▶ [Written problem]: Return the lines below exactly, starting with the line that contains "Locate any turquoise" and stopping after the last line.

▶ [Data for this exercise]:
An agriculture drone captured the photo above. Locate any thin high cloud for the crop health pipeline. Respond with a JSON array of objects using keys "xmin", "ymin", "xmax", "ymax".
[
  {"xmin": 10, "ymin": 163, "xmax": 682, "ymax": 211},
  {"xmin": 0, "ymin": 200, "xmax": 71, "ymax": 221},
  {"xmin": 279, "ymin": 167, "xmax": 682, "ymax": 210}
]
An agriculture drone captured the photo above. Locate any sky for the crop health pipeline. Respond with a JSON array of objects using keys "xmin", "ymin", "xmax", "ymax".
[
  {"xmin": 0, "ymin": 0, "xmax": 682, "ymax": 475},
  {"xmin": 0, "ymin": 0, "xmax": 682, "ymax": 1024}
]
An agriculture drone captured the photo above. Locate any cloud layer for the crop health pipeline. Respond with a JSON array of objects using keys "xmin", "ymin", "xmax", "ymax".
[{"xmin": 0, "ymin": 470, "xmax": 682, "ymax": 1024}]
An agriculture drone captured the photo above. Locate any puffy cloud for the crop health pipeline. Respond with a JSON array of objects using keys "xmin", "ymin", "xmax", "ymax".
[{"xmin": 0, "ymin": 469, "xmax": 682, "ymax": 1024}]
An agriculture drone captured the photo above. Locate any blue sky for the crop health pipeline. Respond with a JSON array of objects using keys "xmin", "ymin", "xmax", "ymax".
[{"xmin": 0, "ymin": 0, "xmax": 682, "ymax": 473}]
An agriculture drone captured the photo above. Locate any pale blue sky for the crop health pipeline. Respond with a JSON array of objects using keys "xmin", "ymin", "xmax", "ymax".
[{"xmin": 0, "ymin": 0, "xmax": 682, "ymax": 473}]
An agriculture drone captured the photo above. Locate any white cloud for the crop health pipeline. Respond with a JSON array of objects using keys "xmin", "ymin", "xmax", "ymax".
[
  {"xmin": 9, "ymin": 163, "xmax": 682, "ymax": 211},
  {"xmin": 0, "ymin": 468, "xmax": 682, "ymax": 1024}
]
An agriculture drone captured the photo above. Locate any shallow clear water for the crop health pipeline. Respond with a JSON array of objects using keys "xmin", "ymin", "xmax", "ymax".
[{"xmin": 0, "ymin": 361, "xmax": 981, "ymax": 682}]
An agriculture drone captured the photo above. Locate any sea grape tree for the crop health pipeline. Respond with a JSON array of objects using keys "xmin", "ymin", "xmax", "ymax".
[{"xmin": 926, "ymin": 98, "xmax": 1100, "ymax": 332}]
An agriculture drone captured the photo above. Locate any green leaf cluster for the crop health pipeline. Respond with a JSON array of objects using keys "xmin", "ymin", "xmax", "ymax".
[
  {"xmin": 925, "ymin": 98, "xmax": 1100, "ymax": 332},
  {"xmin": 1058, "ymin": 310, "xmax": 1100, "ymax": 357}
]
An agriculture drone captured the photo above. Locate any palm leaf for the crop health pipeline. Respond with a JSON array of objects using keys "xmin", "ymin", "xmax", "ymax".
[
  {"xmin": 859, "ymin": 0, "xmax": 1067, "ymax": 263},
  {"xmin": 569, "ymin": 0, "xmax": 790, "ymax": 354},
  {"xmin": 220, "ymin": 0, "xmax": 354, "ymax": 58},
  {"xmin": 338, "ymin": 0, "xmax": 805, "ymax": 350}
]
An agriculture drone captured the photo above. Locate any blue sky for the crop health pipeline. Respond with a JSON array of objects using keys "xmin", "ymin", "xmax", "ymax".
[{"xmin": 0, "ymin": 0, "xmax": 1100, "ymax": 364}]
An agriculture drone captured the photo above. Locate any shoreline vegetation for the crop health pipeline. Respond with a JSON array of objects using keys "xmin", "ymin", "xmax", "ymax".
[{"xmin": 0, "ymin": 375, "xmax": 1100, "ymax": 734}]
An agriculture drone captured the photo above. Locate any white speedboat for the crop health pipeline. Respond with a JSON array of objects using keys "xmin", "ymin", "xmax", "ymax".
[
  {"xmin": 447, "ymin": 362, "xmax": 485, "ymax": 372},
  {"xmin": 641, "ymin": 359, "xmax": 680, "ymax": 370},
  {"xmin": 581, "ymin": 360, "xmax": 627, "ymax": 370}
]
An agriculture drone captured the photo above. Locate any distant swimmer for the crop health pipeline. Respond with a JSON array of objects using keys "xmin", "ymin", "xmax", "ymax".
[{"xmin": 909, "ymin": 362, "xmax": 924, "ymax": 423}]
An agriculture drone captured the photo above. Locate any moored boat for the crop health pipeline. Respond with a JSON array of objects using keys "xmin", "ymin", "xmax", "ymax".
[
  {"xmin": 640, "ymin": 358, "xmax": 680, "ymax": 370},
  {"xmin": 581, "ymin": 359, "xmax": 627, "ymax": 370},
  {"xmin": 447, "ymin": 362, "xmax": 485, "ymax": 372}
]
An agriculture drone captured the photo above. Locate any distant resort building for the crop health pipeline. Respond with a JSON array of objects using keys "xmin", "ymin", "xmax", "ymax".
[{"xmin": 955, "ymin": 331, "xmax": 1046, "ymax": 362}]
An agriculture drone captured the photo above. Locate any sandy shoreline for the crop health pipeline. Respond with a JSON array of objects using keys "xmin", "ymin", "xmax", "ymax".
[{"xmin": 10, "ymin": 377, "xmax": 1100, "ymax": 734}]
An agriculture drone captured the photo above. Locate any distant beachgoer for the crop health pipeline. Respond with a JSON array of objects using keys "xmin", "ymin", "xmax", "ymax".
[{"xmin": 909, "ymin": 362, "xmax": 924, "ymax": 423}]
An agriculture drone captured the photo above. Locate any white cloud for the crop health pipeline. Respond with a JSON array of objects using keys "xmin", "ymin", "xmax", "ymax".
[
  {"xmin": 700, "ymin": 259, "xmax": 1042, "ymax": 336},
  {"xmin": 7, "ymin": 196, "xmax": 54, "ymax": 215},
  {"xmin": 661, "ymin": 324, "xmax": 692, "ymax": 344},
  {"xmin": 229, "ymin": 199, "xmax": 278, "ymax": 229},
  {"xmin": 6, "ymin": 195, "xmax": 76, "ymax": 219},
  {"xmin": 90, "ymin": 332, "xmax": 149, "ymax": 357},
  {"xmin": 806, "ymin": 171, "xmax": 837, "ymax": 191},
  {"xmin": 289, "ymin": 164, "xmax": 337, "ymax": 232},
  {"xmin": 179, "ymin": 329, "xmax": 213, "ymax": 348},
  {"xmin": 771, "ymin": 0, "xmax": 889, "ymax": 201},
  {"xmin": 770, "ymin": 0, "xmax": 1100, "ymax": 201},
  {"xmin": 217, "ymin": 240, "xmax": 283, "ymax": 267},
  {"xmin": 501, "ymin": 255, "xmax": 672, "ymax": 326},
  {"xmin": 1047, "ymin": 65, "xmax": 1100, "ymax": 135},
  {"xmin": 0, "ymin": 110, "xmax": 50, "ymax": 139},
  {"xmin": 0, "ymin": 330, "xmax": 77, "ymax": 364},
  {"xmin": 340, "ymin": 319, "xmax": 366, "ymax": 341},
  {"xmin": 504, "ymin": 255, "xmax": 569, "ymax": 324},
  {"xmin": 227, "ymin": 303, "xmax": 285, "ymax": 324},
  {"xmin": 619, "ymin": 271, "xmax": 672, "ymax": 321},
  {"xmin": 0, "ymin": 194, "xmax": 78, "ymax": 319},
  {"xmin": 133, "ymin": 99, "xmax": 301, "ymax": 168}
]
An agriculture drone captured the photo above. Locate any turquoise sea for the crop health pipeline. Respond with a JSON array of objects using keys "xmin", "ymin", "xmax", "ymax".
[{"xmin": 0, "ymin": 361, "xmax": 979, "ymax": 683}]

▶ [Correct response]:
An agriculture drone captured the photo above. Locate any turquoise sea for the crop health pipeline. Respond with a JSON array of objects using keys "xmin", "ymin", "xmax", "ymax".
[{"xmin": 0, "ymin": 361, "xmax": 979, "ymax": 683}]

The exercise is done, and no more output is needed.